GOAL - Reproduce only the lines from the line containing "Please indicate the black dress" to the end of the entries below, including both of those lines.

— start STORED DATA —

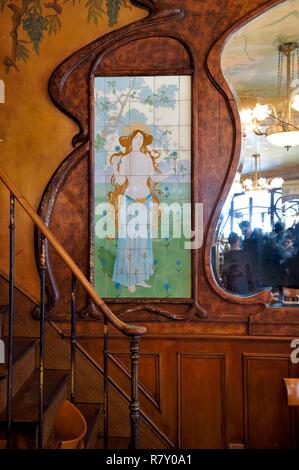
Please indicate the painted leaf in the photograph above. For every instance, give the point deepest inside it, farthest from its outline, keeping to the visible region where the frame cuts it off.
(113, 8)
(35, 25)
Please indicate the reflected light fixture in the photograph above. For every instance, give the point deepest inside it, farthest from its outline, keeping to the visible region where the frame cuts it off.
(277, 123)
(255, 182)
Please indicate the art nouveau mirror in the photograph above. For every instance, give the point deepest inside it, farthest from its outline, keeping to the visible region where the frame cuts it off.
(256, 245)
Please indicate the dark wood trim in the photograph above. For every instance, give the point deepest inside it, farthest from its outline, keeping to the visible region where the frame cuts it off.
(224, 392)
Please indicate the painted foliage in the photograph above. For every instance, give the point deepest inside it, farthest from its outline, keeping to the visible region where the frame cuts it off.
(142, 143)
(32, 20)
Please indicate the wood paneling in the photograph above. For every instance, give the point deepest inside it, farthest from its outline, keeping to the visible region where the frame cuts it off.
(201, 400)
(268, 422)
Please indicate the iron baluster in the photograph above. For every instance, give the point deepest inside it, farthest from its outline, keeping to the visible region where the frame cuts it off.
(73, 337)
(42, 341)
(11, 319)
(106, 384)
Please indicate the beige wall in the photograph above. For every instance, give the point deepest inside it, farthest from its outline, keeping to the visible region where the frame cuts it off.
(36, 135)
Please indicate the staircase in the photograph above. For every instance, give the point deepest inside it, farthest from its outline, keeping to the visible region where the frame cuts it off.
(31, 395)
(25, 410)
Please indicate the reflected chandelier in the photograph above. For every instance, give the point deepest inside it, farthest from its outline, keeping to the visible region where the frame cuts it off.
(277, 123)
(256, 182)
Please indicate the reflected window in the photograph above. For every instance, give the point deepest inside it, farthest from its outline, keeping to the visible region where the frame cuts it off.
(257, 238)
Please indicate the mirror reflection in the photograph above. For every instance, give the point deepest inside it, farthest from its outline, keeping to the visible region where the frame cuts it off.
(256, 243)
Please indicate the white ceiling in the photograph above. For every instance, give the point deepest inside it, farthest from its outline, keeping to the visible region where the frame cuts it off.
(249, 64)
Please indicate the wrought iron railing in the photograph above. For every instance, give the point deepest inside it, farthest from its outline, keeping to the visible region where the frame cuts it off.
(133, 332)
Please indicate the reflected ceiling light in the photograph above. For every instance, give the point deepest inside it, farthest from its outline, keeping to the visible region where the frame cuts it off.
(256, 182)
(277, 123)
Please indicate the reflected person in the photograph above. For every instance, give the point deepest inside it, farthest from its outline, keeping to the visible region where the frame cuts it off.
(237, 272)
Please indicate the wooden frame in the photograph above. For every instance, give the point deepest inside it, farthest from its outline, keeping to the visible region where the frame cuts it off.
(173, 28)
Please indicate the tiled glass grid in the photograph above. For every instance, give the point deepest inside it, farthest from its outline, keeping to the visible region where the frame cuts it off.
(163, 104)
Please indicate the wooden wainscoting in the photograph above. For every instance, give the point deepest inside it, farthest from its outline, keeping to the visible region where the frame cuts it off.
(199, 391)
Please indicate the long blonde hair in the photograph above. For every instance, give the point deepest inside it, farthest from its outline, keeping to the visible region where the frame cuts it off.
(126, 142)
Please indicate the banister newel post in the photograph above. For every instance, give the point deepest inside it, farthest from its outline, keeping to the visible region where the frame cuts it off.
(134, 405)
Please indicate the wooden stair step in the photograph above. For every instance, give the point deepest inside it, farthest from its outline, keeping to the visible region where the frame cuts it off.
(25, 407)
(92, 413)
(23, 366)
(115, 443)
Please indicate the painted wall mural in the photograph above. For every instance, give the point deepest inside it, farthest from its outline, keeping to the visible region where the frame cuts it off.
(33, 19)
(142, 158)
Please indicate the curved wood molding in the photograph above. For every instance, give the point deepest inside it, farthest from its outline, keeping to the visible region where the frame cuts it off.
(177, 37)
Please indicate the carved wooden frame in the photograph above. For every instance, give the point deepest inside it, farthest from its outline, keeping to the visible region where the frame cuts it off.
(176, 25)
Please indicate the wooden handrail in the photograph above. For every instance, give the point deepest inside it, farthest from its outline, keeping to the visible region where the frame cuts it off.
(127, 329)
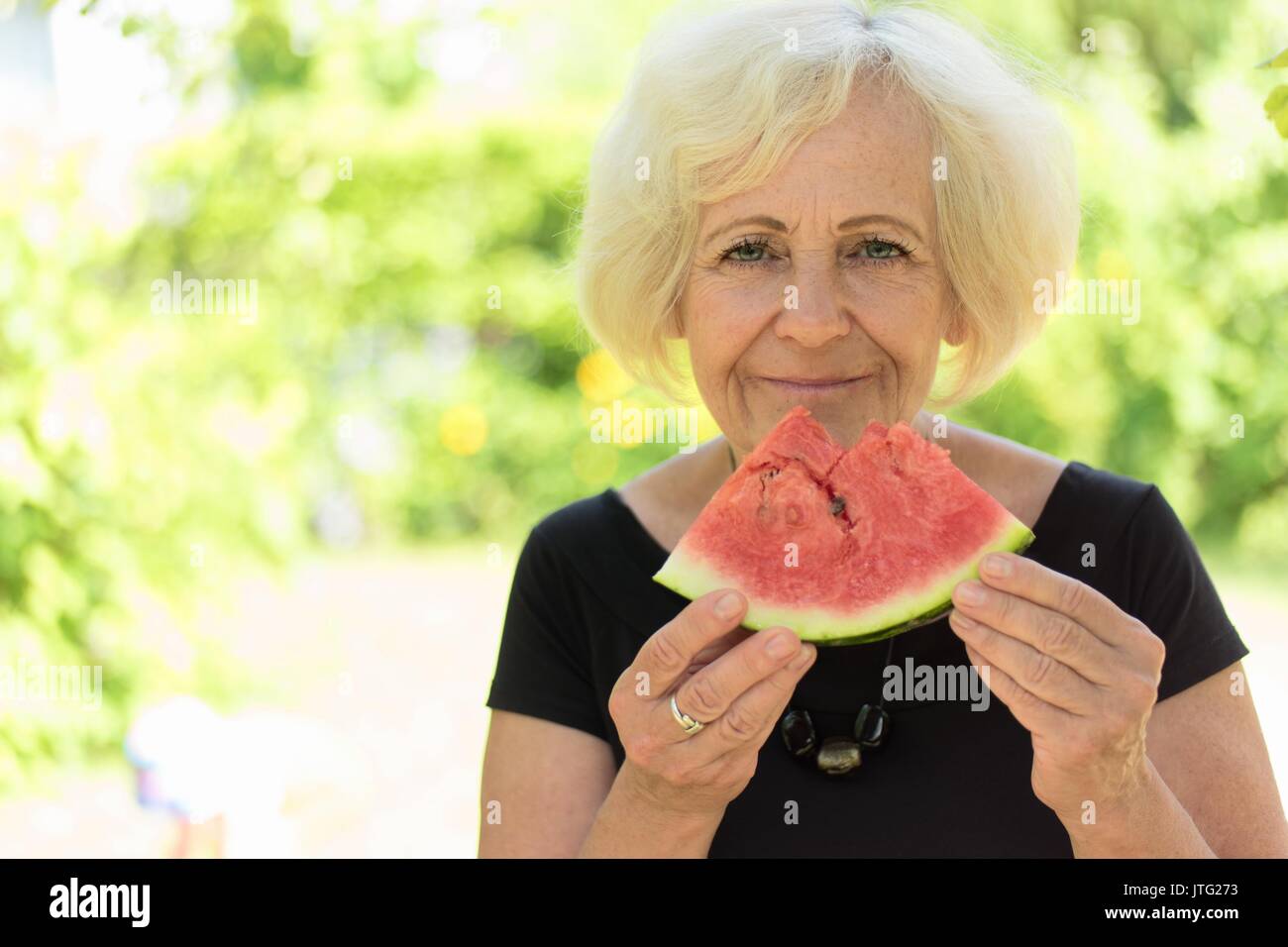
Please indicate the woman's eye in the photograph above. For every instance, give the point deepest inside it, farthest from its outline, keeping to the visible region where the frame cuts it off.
(881, 250)
(746, 253)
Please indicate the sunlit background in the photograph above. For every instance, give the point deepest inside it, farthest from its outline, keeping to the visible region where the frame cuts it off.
(281, 521)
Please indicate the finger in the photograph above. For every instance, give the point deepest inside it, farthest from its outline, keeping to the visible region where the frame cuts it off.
(1052, 633)
(1033, 714)
(1056, 591)
(708, 693)
(1035, 672)
(719, 647)
(755, 712)
(673, 648)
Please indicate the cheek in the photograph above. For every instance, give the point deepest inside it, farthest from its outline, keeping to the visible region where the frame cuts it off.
(722, 320)
(901, 315)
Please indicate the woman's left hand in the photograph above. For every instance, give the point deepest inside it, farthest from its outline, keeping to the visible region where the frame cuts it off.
(1077, 672)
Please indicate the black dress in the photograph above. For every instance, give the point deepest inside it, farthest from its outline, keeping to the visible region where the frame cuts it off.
(951, 781)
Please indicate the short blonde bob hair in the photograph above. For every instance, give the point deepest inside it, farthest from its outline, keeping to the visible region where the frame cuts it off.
(719, 101)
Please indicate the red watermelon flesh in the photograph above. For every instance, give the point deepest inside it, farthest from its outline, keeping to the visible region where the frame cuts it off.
(842, 547)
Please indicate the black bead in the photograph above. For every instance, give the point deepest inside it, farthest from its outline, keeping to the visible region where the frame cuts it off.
(798, 732)
(871, 725)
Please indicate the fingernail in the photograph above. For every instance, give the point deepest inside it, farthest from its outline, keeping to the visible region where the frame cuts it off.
(804, 657)
(780, 646)
(997, 566)
(729, 605)
(970, 592)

— end STORED DATA —

RESULT OF THIS EXERCISE -
Please indicate the black dress in the photograph above. For every instance, give the point deepest inside it, farthest from its outline, keeping to the visible region where the frame cuts it off.
(951, 781)
Please indicate the short blonde bob hair in the photograph above. For every instance, give the point deepest inside it, farthest from its outline, keeping to the visible region where the frame cuts it off.
(719, 101)
Please indicate the red watermelon flesh in the photograph above. For every instance, give the point deepest inside it, farthest from its outline, keeping to the visible region where the frame cuts it off.
(842, 547)
Please indicate the black bead in the photograph above. For every instance, give the point deepest inside it, farthest from its outline, keeping to the visible region where the frame cuts it off.
(798, 732)
(871, 725)
Please indicate the fingernail in the photograph above. For every instance, give the point deepest inside it, farthest from its outline, keeping to the visible region where the frame cuts it off.
(804, 657)
(780, 646)
(997, 566)
(729, 605)
(970, 592)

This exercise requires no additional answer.